GIVEN TEXT:
□ □ □ □ □

Argued:   May 27, 2005                     Decided:   August 9, 2005

            Corrected Opinion Filed:   October 5, 2005


Before LUTTIG, MICHAEL, and TRAXLER, Circuit Judges.


Vacated and remanded by unpublished per curiam opinion.


ARGUED: Steven Marshall Sullivan, Solicitor General, William Ferris
Brockman, Assistant Attorney General, OFFICE OF THE ATTORNEY
GENERAL OF MARYLAND, Baltimore, Maryland, for Appellants. William
James Murphy, MURPHY & SHAFFER, L.L.C., Baltimore, Maryland, for
Appellee. ON BRIEF: J. Joseph Curran, Jr., Attorney General of
Maryland, Meredyth Smith Andrus, Assistant Attorney General,
Baltimore, Maryland, for Appellants. John J. Connolly, MURPHY &
SHAFFER, L.L.C., Baltimore, Maryland, for Appellee.      Joseph A.

□ □ □ □ □

[Location identification records]
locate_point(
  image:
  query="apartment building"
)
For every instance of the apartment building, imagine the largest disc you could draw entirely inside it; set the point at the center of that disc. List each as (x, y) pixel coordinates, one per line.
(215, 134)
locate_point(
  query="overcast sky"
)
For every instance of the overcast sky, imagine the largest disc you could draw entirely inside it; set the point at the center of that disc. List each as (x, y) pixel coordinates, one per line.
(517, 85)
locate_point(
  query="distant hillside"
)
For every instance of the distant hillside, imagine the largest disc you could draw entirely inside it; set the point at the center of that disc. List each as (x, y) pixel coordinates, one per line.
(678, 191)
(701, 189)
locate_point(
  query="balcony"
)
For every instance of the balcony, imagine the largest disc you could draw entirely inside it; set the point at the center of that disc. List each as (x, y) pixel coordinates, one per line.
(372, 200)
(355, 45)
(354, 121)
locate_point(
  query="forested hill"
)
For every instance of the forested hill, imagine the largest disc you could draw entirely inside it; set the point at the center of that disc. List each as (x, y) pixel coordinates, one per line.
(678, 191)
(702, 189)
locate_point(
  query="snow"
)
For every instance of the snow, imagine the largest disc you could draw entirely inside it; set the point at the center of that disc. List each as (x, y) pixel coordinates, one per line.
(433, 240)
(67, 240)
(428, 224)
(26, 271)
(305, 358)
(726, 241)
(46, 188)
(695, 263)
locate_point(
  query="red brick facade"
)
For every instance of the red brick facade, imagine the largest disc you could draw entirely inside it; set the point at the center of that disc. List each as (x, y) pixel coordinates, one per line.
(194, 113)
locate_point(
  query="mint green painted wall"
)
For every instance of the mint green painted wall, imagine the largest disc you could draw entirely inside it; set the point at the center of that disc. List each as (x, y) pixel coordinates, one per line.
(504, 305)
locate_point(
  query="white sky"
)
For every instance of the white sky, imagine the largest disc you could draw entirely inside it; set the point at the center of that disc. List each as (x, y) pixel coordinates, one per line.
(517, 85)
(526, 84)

□ □ □ □ □

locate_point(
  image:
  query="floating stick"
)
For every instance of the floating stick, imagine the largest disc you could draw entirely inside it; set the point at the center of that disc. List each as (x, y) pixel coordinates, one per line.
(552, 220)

□ □ □ □ □

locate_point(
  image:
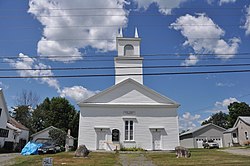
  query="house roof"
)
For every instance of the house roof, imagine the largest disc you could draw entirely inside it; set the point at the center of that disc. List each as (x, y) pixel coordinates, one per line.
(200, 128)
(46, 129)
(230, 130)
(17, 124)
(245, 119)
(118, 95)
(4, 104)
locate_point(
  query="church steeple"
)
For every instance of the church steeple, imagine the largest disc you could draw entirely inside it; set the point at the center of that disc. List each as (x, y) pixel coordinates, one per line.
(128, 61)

□ □ □ □ □

SHORT TASK: According to the court opinion header, on what date was the corrected opinion filed?

EXERCISE OUTPUT: October 5, 2005